Passage to read Block Start

Reduce / Reuse / Recycle

February 15, 2006

 

Tokyo Launches IC-Tagged Medical Waste Tracking System

Keywords: Local government Policy / Systems Reduce / Reuse / Recycle 

The Tokyo Metropolitan Government announced on October 11, 2005, that it has developed a system to track medical waste from its disposal at hospitals to its treatment at disposal facilities by using integrated circuit (IC) tags. It has launched this tracking project ahead of all other prefectures in Japan. An IC tag incorporating an IC chip and an antenna is attached to the item for disposal; the tag records the product's identity and other kinds of information. Information is transmitted by radio waves between the tag and the management system.

The system has been designed primarily to ensure that large-scale hospitals, which dispose of massive amounts of harmful medical waste, treat it appropriately in order to avoid the serious impacts that would ensure if the waste were dumped illegally. The system tracks the waste treatment process by reading the IC tags attached to waste containers in the possession of carriers and disposal firms. The system is managed by the Tokyo Environmental Public Service Corp..

The Tokyo Metropolitan Otsuka Hospital and the Tokyo Metropolitan Ebara Hospital started using the system on Oct. 3, followed by the Tokyo Women's Medical University Hospital and the Surugadai Nihon University Hospital two weeks later. One more hospital is scheduled to join the project by the end of fiscal 2005. The Tokyo Metropolitan Government plans to increase the number of participating hospitals in and after fiscal 2006.

Passage to read Block End

▶ _Activity A_: Write out the part of the article on Tokyo's medical waste tracking system starting with "The system has" and going on through "after fiscal 2006.".
▶ _Activity B_: According to the article on Tokyo's medical waste tracking system, which organization manages the system?
Work only from the article.

Supplied entries Block Start

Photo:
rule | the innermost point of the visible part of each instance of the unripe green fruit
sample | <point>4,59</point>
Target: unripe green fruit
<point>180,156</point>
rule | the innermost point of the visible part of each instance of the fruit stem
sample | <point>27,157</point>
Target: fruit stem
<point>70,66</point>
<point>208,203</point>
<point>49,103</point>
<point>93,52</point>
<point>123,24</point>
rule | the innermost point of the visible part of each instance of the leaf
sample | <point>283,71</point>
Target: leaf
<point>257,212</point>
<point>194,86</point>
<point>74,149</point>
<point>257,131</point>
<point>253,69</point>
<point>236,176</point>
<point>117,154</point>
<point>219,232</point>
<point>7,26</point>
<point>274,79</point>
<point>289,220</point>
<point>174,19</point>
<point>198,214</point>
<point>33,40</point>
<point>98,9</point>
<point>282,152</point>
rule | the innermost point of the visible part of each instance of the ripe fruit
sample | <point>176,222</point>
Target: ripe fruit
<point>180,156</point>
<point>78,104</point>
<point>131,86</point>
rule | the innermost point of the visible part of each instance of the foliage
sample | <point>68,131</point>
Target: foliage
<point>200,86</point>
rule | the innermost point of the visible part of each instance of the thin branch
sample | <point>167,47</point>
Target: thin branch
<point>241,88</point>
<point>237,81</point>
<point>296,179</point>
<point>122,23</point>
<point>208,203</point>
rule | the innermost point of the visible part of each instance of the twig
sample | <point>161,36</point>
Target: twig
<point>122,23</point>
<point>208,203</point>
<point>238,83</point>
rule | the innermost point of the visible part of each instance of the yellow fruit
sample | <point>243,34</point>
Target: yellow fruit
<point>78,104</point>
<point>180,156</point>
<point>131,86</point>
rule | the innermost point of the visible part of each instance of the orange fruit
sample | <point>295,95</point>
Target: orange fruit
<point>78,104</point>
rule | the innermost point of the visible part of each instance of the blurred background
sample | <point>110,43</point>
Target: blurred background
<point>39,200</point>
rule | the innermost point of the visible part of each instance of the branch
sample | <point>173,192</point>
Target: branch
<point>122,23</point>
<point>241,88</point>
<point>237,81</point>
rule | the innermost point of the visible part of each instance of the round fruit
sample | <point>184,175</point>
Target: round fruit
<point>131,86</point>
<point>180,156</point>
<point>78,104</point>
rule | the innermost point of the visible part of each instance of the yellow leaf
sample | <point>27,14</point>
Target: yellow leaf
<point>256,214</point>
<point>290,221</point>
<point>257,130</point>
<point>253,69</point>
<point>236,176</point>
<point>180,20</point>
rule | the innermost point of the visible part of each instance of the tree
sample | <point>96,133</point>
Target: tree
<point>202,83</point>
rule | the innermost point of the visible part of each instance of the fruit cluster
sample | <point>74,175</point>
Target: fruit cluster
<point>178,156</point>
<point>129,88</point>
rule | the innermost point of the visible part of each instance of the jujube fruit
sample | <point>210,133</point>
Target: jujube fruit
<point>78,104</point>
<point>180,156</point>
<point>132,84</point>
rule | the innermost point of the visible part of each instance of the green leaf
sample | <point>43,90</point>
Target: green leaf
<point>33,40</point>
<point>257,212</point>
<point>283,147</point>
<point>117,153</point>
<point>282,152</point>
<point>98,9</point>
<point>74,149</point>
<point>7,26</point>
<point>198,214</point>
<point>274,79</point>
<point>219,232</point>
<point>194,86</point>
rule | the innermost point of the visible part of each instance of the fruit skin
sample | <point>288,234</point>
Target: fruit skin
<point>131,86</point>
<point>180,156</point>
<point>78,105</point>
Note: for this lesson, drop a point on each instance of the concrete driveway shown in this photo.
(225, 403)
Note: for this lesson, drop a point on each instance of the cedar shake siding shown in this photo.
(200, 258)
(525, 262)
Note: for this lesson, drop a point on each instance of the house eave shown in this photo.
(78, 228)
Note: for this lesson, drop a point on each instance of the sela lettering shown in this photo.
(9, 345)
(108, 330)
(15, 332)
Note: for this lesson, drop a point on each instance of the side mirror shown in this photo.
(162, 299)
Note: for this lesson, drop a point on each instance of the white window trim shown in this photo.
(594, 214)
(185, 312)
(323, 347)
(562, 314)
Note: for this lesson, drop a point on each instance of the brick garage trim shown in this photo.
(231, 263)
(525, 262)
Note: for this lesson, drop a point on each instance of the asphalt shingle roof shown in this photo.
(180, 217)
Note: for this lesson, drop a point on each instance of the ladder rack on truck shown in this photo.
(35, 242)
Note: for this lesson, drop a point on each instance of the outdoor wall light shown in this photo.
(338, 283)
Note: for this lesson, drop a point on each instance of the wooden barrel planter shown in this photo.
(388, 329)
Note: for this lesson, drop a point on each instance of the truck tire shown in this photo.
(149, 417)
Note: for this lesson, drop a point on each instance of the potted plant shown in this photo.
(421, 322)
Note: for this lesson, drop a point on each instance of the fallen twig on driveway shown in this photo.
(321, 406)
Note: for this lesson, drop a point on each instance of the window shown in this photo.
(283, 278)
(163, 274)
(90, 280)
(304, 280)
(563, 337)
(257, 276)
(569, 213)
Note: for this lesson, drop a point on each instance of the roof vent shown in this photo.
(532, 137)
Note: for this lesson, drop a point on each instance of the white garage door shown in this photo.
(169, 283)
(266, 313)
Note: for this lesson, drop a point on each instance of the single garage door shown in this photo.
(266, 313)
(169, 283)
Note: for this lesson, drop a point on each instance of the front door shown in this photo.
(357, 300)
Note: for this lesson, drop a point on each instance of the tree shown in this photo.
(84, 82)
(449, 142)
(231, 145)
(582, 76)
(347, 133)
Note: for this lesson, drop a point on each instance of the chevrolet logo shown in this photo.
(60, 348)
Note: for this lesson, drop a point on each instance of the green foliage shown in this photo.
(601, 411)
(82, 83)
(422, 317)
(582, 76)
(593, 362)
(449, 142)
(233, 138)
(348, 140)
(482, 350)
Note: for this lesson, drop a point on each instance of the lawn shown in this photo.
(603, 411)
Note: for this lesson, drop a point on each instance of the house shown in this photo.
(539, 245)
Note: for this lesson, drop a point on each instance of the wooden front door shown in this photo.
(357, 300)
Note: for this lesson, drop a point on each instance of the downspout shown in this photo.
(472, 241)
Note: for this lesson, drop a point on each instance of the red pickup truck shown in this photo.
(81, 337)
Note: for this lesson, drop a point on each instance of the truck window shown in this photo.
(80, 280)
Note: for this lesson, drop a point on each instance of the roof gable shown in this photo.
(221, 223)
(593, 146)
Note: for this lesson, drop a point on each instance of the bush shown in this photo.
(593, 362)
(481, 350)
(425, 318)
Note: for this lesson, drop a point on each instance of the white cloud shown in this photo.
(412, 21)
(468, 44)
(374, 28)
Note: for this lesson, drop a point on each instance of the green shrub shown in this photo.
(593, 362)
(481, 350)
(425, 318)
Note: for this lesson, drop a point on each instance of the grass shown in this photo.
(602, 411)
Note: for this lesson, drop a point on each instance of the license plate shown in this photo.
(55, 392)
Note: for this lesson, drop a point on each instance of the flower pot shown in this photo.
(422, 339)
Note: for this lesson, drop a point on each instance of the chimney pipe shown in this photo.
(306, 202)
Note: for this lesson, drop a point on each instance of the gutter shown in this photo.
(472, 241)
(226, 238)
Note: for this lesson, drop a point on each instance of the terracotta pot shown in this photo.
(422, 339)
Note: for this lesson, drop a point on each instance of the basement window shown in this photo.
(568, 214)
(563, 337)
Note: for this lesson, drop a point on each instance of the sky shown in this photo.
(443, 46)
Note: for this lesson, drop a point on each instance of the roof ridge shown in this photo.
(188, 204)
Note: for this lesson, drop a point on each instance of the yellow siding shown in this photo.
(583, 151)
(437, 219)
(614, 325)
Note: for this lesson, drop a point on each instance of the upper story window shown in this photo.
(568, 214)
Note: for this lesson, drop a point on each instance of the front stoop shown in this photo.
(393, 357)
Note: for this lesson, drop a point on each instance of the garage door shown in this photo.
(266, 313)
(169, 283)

Supplied entries Block End

▶ _Solution A_:
The system has been designed primarily to ensure that large-scale hospitals, which dispose of massive amounts of harmful medical waste, treat it appropriately in order to avoid the serious impacts that would ensure if the waste were dumped illegally. The system tracks the waste treatment process by reading the IC tags attached to waste containers in the possession of carriers and disposal firms. The system is managed by the Tokyo Environmental Public Service Corp..

The Tokyo Metropolitan Otsuka Hospital and the Tokyo Metropolitan Ebara Hospital started using the system on Oct. 3, followed by the Tokyo Women's Medical University Hospital and the Surugadai Nihon University Hospital two weeks later. One more hospital is scheduled to join the project by the end of fiscal 2005. The Tokyo Metropolitan Government plans to increase the number of participating hospitals in and after fiscal 2006.

▶ _Solution B_: The Tokyo Environmental Public Service Corp. manages the system.